[Supplied passage]
>>>>>
Victim demographics from Polaris show that 76 percent of victims from all their cases in 2013 are females and 31 percent are minors.

Colorado trafficking is very lucrative. One statistic shows that the average weekly income for a pimp in Denver between 2005 and 2011 was $31,200.

STOP Violence against women

The National Center for Missing and Exploited Children and the U.S. Department of Justice state that somewhere between 100,000 and 300,000 children or trafficked or at risk of being trafficked for commercial sex annually. (In 2010, NCMEC estimated that 100,000 children are commercially sold for sex in the U.S. annually, while the U.S. DOJ estimates that 300,000 children are vulnerable.) This means that since April 16, when 230 schoolgirls were abducted in Nigeria, there have been an estimated 274 to 822 American children sold commercially for sex each day.

Women Engaging Globally

Alice being honored

Alice Borodkin being honored for her activism with Women Engaging Globally

Women Engaging Globally was founded in Denver in 2012 by Alice Borodkin.   Her name is likely familiar, as she served in the Colorado House of Representatives for eight years before being term limited in 2009. Borodkin is a graduate and Flemming Fellow of the Washington, D.C.-based Center for Policy Alternatives and a graduate of the Center for Women Policy Studies Foreign Policy Institute and their Women, Peace and Security Program (which is now an action plan and Executive Order from President Obama).

Borodkin was also the first legislator to bring a bill that totally focused on Human Trafficking. She is the founder and past editor/publisher of Women’s Business Chronicle, a newspaper for and about business for professional women.

Women Engaging Globally is a unique forum featuring discussions about human trafficking, violence against women, reproductive health, peace, and security.

The group and its fight against local human trafficking is a natural extension of her work at the state capitol.  “I carried a lot of bills in the legislature that have to do with women. I was the first woman to ever bring a bill focused on human trafficking. I created a task force to see if it was here in 2005. Once the report came out, the reality of this in our backyard became clear.”
<<<<<
[Supplied information]
>>>>>
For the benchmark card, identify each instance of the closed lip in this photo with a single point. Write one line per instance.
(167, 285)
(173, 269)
<<<<<
[Directive A] In the human trafficking passage, for how many years did Alice Borodkin serve in the Colorado House of Representatives?
[Directive B] Echo the stretch of the human trafficking passage from "Victim demographics from" through "2011 was $31,200.".
Answer from the human trafficking passage alone, not from the material.

[Full output A] Eight years.

[Full output B]
Victim demographics from Polaris show that 76 percent of victims from all their cases in 2013 are females and 31 percent are minors.

Colorado trafficking is very lucrative. One statistic shows that the average weekly income for a pimp in Denver between 2005 and 2011 was $31,200.